**Objective**
Starting at the line that contains "gold star garland", restate each line word for word through the final line of the data, keeping both ends.

**Exercise input**
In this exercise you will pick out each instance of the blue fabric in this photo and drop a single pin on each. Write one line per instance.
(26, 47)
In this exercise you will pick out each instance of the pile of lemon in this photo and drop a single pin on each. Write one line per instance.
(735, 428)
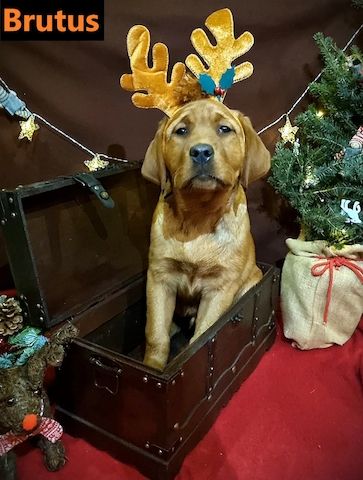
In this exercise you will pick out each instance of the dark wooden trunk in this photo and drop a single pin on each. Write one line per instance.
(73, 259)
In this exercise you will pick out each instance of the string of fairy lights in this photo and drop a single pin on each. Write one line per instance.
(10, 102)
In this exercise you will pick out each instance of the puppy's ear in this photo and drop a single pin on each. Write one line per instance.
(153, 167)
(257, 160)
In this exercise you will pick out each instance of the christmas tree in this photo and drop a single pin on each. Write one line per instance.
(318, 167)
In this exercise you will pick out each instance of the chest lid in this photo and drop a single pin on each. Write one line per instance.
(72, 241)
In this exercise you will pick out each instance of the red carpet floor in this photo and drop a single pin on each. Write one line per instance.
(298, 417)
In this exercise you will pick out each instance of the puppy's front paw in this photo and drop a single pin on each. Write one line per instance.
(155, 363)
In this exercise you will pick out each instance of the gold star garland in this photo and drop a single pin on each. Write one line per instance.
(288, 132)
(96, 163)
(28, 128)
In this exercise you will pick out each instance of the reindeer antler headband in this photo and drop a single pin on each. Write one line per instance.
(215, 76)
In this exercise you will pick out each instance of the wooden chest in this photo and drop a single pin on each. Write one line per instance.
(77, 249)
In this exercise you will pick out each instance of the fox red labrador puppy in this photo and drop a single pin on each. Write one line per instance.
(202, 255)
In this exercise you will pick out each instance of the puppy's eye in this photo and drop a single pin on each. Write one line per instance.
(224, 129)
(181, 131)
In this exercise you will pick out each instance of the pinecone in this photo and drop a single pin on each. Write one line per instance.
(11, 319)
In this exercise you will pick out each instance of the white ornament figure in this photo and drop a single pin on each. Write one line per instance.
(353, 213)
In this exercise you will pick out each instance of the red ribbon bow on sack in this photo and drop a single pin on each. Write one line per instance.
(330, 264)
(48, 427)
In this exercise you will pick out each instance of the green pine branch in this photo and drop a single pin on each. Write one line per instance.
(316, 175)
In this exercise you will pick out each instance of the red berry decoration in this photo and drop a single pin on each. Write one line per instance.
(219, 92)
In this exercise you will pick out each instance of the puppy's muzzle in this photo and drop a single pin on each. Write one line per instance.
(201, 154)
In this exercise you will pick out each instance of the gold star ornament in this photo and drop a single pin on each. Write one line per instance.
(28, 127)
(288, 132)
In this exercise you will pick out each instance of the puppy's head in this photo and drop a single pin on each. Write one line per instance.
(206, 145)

**Solved exercise**
In this exercise you will pick out each instance of the gold star garland in this photo and drop a single pin on each. Write one line per instance.
(288, 132)
(96, 163)
(28, 128)
In this exercise you will pick out each instance of the reindeer antler headband in this photo and drop a single pin on each. Write one line per instance.
(215, 76)
In this exercise you will pick out each instance of the wooden chest in this photo and drop a single pin on each. Write one line per instance.
(77, 249)
In this exercise you will pick out each instance of the fox red labrador puppy in this photo and drop a single pin on each. Write one line per instance.
(202, 255)
In this exercise you will pick out each instance of the puppy's eye in this photo and drop a single pin on each. Write one line per instance.
(224, 129)
(181, 131)
In this exercise you will pick out each instance of the pinecone in this photo and drop a single pin on each. Write one line per instance.
(11, 319)
In this exercise you will pick out each instance of the white ornament figure in this photo and drop a single pin on each. Write one line per instance.
(353, 213)
In this exercise you will pick out each instance of the red ribbon bow on sack in this photo and drop a single pin on each. Write one line per instance.
(330, 264)
(48, 427)
In this exercise you will pick out each instance of the green pine branch in this photo and drop a single pin on each. Write one line per instance.
(316, 175)
In this exercise you will pick out each instance of the red berry decoration in this photo and drop a single pin on each. Write one line per instance.
(219, 92)
In this exercise you will pick out each instance of the puppy's muzzle in this photo and drop a single pin on each. Write one line per instance.
(201, 154)
In this exercise you will pick out each instance of the gold star ornament in this photo and drop a single pin on each. Write one line per instance.
(28, 127)
(288, 132)
In this exercise you will pick out each instance of the puppy's head in this photo and drop a single pin on each. Write one line per instance.
(206, 145)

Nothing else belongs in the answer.